## Work to do
Rewrite the listing below with "function" replaced by "program" everywhere, leaving all else unchanged. Omit the pictures.

## Dataset rows
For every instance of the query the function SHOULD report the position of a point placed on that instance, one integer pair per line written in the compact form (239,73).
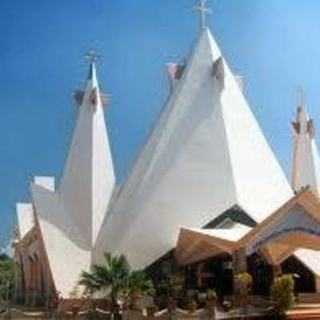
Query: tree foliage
(6,277)
(116,278)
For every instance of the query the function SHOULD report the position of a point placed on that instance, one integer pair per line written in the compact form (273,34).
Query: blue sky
(272,43)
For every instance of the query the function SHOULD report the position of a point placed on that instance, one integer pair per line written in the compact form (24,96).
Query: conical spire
(88,177)
(306,161)
(205,155)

## Answer to this problem
For every instance of the query the program SHOULD report the position of a point placed on that instance, one integer pair per line written in the compact form (239,73).
Query: tree foliage
(6,277)
(116,278)
For every instance of the query the program SHOULD report the position of a point placed on that instance, one integer pair per line written in the compact form (273,34).
Query: blue sky
(272,43)
For every instance of the query the program SHOULD report the position of a point placed on that instance, one integer pair per line written in the compact form (24,96).
Query: conical spire
(88,177)
(306,161)
(205,155)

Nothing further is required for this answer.